YOUR TASK: Below are entries; copy exactly the lines from the one with "positive clicks: (131, 39) (122, 79)" through the one with "positive clicks: (150, 64) (150, 77)", both included, and leave out the rest.

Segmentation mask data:
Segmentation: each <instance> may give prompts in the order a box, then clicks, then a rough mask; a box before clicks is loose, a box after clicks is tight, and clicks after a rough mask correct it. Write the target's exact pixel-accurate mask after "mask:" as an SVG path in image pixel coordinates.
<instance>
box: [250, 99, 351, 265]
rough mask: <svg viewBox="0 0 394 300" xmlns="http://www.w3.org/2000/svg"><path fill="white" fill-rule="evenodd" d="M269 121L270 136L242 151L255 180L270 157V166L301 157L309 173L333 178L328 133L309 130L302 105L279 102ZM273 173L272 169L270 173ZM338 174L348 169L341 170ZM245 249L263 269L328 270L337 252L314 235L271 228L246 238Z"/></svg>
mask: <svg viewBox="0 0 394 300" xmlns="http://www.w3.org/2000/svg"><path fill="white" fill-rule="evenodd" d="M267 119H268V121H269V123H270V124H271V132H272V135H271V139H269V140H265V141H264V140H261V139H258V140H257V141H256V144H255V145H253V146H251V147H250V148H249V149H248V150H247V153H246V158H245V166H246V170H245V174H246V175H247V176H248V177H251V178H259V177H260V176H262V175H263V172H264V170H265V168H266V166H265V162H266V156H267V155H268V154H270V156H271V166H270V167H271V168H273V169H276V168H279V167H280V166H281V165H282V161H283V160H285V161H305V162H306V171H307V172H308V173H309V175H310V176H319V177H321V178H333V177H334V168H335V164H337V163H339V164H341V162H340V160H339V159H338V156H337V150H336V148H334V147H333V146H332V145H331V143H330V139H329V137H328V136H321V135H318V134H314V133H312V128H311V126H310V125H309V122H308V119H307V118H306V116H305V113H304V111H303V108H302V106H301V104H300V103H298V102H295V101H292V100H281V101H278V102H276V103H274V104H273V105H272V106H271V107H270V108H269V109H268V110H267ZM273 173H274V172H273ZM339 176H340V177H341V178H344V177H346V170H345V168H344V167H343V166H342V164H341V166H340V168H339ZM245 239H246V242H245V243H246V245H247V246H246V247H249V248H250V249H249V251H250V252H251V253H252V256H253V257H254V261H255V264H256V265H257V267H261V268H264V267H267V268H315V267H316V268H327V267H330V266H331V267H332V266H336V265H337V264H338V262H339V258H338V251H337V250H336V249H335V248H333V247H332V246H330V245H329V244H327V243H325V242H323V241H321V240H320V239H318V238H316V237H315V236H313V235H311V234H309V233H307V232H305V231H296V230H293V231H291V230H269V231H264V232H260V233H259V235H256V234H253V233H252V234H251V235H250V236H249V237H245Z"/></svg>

* * *

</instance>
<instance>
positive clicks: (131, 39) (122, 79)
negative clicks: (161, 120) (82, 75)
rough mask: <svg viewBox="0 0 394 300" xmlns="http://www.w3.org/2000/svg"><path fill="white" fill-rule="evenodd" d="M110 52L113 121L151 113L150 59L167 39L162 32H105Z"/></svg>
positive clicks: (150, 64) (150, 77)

TASK ANSWER:
positive clicks: (131, 39) (122, 79)
negative clicks: (161, 120) (82, 75)
rough mask: <svg viewBox="0 0 394 300" xmlns="http://www.w3.org/2000/svg"><path fill="white" fill-rule="evenodd" d="M110 52L113 121L151 113L150 59L167 39L162 32H105Z"/></svg>
positive clicks: (150, 64) (150, 77)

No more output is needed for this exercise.